## EXERCISE INSTRUCTIONS
Recast the rows as a JSON list of strings, one string per line and with blank lines omitted, starting with the first line of the rows and going on through the line that contains "[[397, 363]]", both included. Include only those lines.

## DATASET EXTRACT
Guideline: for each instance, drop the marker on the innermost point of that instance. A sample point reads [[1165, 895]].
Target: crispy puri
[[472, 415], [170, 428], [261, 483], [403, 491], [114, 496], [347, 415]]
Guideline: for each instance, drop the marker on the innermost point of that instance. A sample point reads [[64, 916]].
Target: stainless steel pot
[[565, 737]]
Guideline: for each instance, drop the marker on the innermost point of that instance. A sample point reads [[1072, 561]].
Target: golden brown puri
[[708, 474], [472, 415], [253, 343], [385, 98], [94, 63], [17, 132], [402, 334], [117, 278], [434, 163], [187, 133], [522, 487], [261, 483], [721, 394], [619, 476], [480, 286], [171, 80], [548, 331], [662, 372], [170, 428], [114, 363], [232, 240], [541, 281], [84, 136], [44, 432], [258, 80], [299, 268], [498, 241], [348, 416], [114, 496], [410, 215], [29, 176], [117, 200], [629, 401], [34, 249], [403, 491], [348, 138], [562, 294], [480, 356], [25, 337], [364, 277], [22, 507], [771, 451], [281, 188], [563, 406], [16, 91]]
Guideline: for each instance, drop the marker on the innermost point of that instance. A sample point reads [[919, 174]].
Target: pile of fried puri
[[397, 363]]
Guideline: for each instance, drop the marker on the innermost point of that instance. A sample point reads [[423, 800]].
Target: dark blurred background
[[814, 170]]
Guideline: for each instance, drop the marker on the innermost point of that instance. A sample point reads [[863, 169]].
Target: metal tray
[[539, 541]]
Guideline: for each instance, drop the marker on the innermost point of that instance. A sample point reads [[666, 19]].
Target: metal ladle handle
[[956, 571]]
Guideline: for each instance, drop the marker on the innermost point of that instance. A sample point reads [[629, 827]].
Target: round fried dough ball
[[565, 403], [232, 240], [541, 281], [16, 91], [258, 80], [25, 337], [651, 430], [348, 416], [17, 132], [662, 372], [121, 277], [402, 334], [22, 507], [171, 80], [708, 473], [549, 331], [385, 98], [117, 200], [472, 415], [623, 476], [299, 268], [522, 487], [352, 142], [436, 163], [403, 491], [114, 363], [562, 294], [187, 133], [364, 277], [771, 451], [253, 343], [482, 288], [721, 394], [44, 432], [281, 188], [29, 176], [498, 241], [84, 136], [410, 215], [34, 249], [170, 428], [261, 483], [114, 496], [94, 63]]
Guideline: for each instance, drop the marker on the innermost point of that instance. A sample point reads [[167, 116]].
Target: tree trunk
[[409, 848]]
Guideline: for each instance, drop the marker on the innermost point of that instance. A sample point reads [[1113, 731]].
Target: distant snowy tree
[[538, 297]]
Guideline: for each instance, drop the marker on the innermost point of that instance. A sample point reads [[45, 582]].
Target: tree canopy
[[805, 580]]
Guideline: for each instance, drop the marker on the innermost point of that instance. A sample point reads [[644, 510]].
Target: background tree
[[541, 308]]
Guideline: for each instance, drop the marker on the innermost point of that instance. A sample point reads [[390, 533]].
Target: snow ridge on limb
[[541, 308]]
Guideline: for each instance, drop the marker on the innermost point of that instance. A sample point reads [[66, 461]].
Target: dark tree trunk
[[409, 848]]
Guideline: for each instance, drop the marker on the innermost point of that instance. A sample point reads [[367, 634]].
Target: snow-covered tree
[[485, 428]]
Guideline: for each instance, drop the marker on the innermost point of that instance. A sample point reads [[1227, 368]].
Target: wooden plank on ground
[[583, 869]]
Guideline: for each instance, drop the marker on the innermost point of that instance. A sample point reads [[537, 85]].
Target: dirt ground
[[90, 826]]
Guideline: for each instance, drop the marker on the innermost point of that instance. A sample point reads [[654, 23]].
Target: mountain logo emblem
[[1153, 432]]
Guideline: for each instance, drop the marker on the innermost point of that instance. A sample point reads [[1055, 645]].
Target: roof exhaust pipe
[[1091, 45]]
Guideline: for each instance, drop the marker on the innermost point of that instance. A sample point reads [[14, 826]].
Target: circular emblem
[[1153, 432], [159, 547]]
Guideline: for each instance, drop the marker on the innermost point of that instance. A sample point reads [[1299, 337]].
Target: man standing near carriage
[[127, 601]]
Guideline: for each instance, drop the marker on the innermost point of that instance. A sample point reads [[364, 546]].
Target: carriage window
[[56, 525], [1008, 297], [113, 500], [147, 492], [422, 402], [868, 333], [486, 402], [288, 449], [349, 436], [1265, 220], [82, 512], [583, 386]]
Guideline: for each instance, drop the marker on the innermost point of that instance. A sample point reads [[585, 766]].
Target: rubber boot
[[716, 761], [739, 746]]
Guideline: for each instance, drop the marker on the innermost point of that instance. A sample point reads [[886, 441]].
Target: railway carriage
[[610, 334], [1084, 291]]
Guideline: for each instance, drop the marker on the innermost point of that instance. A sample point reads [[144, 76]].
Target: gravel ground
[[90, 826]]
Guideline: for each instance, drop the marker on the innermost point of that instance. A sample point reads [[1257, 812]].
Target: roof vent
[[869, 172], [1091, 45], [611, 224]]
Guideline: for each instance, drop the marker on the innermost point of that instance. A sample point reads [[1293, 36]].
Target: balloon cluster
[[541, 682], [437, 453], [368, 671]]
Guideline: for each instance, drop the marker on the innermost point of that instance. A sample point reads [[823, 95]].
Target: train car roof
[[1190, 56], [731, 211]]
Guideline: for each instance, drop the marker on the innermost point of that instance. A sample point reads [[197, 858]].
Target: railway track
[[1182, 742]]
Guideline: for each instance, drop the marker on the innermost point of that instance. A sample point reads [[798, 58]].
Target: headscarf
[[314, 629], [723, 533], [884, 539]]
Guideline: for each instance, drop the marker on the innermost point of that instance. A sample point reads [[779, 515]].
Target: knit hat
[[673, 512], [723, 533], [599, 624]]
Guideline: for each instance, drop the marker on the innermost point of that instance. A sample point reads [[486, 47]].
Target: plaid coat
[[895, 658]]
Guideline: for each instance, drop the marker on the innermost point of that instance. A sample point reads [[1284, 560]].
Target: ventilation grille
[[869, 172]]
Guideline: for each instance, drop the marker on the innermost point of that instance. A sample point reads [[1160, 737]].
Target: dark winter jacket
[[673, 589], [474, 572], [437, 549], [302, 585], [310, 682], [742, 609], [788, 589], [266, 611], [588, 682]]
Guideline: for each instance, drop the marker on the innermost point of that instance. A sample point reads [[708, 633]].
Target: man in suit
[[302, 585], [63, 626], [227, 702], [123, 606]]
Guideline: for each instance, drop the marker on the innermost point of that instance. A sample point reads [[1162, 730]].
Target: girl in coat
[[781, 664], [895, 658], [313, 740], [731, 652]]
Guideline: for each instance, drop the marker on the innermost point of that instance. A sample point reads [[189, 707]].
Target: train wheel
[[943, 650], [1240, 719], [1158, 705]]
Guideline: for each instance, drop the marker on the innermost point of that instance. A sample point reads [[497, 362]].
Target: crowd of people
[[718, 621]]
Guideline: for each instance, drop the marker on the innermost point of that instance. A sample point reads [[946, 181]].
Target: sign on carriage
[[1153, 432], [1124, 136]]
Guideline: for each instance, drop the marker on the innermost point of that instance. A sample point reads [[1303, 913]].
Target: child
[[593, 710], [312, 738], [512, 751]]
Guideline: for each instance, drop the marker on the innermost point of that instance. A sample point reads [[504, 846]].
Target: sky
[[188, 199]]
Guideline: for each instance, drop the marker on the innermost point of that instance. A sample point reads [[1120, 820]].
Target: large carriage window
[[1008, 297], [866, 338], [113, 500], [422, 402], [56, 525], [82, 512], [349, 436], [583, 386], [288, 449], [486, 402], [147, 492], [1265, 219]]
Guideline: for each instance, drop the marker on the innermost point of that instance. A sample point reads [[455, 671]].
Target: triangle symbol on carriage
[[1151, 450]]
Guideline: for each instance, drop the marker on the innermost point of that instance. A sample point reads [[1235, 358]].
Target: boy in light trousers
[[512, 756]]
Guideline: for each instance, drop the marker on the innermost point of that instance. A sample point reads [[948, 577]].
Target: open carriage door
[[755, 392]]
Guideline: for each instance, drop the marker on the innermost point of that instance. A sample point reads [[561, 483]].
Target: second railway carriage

## WRITTEN RESPONSE
[
  "Guideline: for each instance, drop the marker on the innermost point of that instance. A sample point reads [[1165, 895]].",
  "Target: crispy puri",
  "[[472, 415], [170, 428], [261, 483], [403, 491], [114, 496], [347, 415]]",
  "Guideline: for each instance, drop the marker on the innermost point of that instance. A sample point reads [[64, 916]].",
  "Target: stainless steel pot",
  "[[565, 737]]",
  "Guideline: for each instance, drop the marker on the innermost point of that instance. A sample point reads [[1072, 561]].",
  "Target: golden brown puri",
  "[[708, 474], [472, 415], [253, 343], [385, 98], [94, 63], [17, 132], [402, 334], [117, 278], [434, 163], [187, 133], [522, 487], [261, 483], [721, 394], [619, 476], [480, 286], [171, 80], [548, 331], [662, 372], [170, 428], [114, 363], [232, 240], [541, 281], [84, 136], [44, 432], [258, 80], [299, 268], [498, 241], [348, 416], [114, 496], [410, 215], [29, 176], [117, 200], [629, 401], [34, 249], [403, 491], [348, 138], [562, 294], [480, 356], [25, 337], [364, 277], [22, 507], [771, 451], [281, 188], [563, 406], [16, 91]]",
  "Guideline: for each instance, drop the marker on the innermost point of that instance. A sample point reads [[919, 174]].",
  "Target: pile of fried puri",
  "[[397, 363]]"
]